Exercise instructions
Please write the listing below out again exactly, leaving every picture behind.

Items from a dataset
※ ※ ※

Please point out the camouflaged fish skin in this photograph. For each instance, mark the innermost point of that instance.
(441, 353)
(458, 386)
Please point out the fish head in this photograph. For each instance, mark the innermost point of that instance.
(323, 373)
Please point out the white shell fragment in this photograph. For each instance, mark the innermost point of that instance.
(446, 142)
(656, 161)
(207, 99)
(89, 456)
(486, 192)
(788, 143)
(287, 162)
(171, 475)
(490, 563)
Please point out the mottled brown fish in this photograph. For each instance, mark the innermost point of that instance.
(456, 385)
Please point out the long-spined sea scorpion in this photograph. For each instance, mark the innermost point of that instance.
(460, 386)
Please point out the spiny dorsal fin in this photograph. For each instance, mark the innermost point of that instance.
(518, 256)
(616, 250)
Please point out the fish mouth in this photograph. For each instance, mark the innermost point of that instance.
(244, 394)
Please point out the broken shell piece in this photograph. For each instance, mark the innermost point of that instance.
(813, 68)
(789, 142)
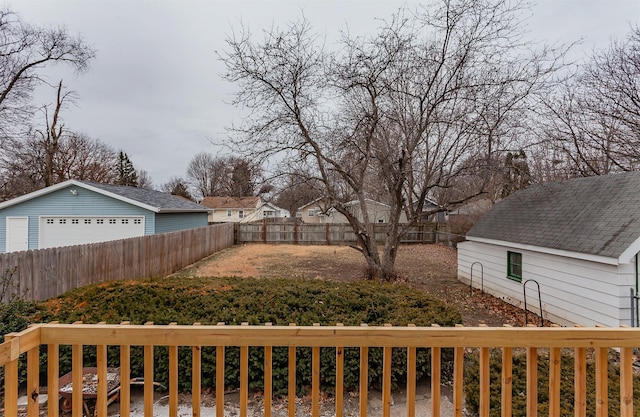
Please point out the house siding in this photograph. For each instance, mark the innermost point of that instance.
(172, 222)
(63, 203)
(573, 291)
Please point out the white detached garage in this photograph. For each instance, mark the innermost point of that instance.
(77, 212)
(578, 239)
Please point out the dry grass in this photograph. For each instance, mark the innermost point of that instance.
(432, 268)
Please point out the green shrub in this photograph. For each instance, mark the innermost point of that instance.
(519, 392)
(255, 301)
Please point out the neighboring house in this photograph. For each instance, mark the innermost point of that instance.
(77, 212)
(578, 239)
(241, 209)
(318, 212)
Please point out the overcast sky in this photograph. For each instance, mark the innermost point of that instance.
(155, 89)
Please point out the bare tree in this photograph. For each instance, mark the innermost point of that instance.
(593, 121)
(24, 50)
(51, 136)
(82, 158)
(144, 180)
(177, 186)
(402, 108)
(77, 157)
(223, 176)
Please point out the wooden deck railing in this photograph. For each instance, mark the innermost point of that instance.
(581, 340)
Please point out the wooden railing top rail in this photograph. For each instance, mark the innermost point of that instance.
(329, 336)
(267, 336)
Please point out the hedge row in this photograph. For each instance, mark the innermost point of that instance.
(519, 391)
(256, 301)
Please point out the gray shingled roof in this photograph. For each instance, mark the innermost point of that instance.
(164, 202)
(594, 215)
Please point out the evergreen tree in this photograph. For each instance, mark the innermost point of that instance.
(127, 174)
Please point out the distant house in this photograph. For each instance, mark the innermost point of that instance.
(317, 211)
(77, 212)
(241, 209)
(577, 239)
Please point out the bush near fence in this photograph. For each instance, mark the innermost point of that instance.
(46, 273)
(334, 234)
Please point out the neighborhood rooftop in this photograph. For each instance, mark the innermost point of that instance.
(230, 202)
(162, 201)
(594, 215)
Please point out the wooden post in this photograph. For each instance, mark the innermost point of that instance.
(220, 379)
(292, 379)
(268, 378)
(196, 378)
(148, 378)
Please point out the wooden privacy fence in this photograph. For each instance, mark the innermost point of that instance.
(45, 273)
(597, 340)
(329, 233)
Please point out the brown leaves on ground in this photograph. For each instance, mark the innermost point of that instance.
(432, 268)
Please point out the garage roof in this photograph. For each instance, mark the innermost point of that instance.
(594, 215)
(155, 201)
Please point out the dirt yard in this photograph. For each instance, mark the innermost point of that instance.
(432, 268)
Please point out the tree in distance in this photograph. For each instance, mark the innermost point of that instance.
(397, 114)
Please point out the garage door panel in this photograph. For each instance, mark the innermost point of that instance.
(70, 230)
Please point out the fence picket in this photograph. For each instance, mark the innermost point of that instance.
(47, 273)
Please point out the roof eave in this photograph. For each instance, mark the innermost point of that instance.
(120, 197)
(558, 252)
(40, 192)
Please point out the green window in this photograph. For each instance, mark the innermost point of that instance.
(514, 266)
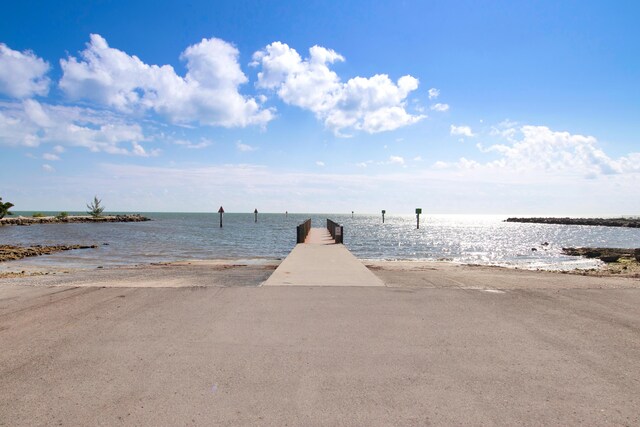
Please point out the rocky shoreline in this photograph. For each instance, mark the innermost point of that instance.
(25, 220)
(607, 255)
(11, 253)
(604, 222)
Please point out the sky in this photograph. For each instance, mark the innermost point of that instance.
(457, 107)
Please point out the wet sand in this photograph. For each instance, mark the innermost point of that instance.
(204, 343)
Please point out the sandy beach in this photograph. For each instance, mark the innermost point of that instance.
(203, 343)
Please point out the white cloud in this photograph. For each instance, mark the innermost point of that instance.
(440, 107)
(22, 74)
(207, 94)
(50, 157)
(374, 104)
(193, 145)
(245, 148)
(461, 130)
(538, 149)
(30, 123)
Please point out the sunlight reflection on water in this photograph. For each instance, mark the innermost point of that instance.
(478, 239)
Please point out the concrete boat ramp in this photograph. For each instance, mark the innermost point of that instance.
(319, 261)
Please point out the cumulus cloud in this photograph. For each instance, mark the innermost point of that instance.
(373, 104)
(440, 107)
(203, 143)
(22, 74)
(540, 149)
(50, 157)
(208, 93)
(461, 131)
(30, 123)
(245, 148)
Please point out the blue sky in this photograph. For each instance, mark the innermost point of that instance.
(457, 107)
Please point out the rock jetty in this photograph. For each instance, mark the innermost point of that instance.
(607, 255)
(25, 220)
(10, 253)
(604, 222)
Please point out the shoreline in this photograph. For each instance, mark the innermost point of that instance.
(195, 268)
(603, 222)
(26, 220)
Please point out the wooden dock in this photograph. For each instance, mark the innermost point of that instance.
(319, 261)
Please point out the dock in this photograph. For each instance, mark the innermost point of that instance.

※ ※ ※

Solved exercise
Please point out the camouflaged fish skin in this photograph. For each instance, mark the innermost point of that instance.
(441, 353)
(458, 386)
Please point out the fish head in this photograph. For each instance, mark the innermost point of that instance.
(323, 373)
Please point out the white shell fragment in this photograph. For each instance, mark the innermost point of that instance.
(446, 142)
(656, 161)
(207, 99)
(89, 456)
(486, 192)
(788, 143)
(287, 162)
(171, 475)
(490, 563)
Please point out the mottled brown fish in this photograph. For each instance, mark the innermost point of that instance.
(456, 385)
Please point out the long-spined sea scorpion in this photograph. For each instance, mark the innermost point of that instance.
(460, 386)
Please point out the spiny dorsal fin in this photograph. For each instance, mark the innermost point of that instance.
(518, 256)
(616, 250)
Please point out the fish mouth in this photograph. For each instance, mark the innermost point of that instance.
(244, 394)
Please point out the broken shell piece in this photograph. For each instance, mark the innermost point of that instance.
(813, 68)
(789, 142)
Please point out the house siding in this photograph. For each instance, mark the innermost point of that instance.
(172, 222)
(63, 203)
(573, 291)
Please point out the white detached garage in this photograph. For each instance, mark the innermost point of that instance.
(77, 212)
(578, 239)
Please point out the dry grass in this photograph. For each instance, mark the innermost point of that instance.
(432, 268)
Please point out the green shrub in this photograph. For each instance, mark the innermost point of that instance.
(519, 392)
(255, 301)
Please point out the neighboring house in this photograph. For each instance, mark the innermost point of that instance.
(77, 212)
(578, 239)
(241, 209)
(318, 212)
Please point out the overcast sky in this photograph. For each instance, mark the innermost point of that instance.
(155, 89)
Please point out the bare tree in this photograph. For each instance, mark the innermost point of that instance.
(593, 121)
(24, 50)
(51, 136)
(82, 158)
(144, 180)
(177, 186)
(402, 108)
(77, 157)
(223, 176)
Please point out the wooden deck railing in this photograph. For each instance, mark the innermost point of that instance.
(581, 340)
Please point out the wooden railing top rail in this photograph. For each instance, mark the innermost point of that instance.
(329, 336)
(267, 336)
Please point out the hedge row in this photograph. For each instance, mark the innermost point of that instance.
(519, 391)
(256, 301)
Please point out the gray shingled roof in this photograph. For each instance, mark the innermost point of that instance.
(164, 202)
(594, 215)
Please point out the evergreen tree in this photograph. For each instance, mark the innermost point of that instance.
(127, 174)
Please point out the distant house in this photograph. For each instance, mark the innermost point of that instance.
(317, 211)
(77, 212)
(241, 209)
(577, 239)
Please point out the bush near fence in this photograph. For each instance, mark the innermost point of that instance.
(46, 273)
(334, 234)
Please point out the neighborhood rooftop in this photograph. For each instance, mark the innermost point of that instance.
(230, 202)
(162, 201)
(594, 215)
Please point out the wooden post in this photograph. For each instance, mark the innermost point of that instance.
(220, 379)
(292, 379)
(268, 378)
(196, 378)
(148, 378)
Please point out the wooden privacy fence in this photograph. For each instance, mark the innermost point of that instance.
(45, 273)
(597, 340)
(329, 233)
Please point out the brown leaves on ground in this photograph. For each instance, mark the innermost point of that instance.
(432, 268)
Please point out the garage roof in this photograph. For each instance, mark the innermost point of that instance.
(594, 215)
(155, 201)
Please point out the dirt yard in this photograph. For each instance, mark the innermost point of that instance.
(432, 268)
Please point out the tree in distance in this photograph. For each instance, mark the innermost point of that instance.
(397, 114)
Please point out the garage door panel in this photograph. For each instance, mark the innermost point of that instance.
(70, 230)
Please point out the fence picket in this photograph. For each instance, mark the innermost point of that instance.
(47, 273)
Please point out the roof eave in this photograph. For each instance, mark the innermost point of that instance.
(120, 197)
(558, 252)
(40, 192)
Please point out the green window in this photograph. For each instance, mark the innermost point of that instance.
(514, 266)
Please point out the rocky shoreline in this photograph. For each instance, mark the innermost point of that instance.
(25, 220)
(607, 255)
(11, 253)
(604, 222)
Please point out the sky in this photograph. For each instance, mark the innermost point of that instance.
(457, 107)
Please point out the wet sand in this photograph. For each instance, mark the innermost point of that instance.
(204, 343)
Please point out the sandy beach in this photograph. For each instance, mark the innermost point of that instance.
(203, 343)
Please point out the white cloud in this photograph. For each instance, mark the innermost point of that instance.
(440, 107)
(22, 74)
(207, 94)
(50, 157)
(374, 104)
(193, 145)
(245, 148)
(461, 130)
(538, 149)
(30, 123)
Please point out the sunlight reflection on water in this photograph. For each instance, mark the innermost point of that instance.
(478, 239)
Please point out the concrete boat ramp in this photograph. For each instance, mark the innermost point of that instance.
(319, 261)
Please point out the cumulus cloud in this photograph. For each instance, mark the innermost point of that instance.
(373, 104)
(440, 107)
(203, 143)
(22, 74)
(540, 149)
(50, 157)
(208, 93)
(461, 131)
(30, 123)
(245, 148)
Please point out the blue sky in this photograph. For each instance, mark the innermost point of that instance.
(457, 107)
Please point out the rock jetty in this photograph. For each instance, mark the innermost point of that instance.
(607, 255)
(25, 220)
(10, 253)
(604, 222)
Please point out the shoreline in this photograph. For each instance, mark the innermost point of that instance.
(195, 268)
(603, 222)
(26, 220)
Please point out the wooden dock in this photograph. For each instance, mark the innermost point of that instance.
(319, 261)
Please point out the dock in this photograph. For each instance, mark the innermost point of that instance.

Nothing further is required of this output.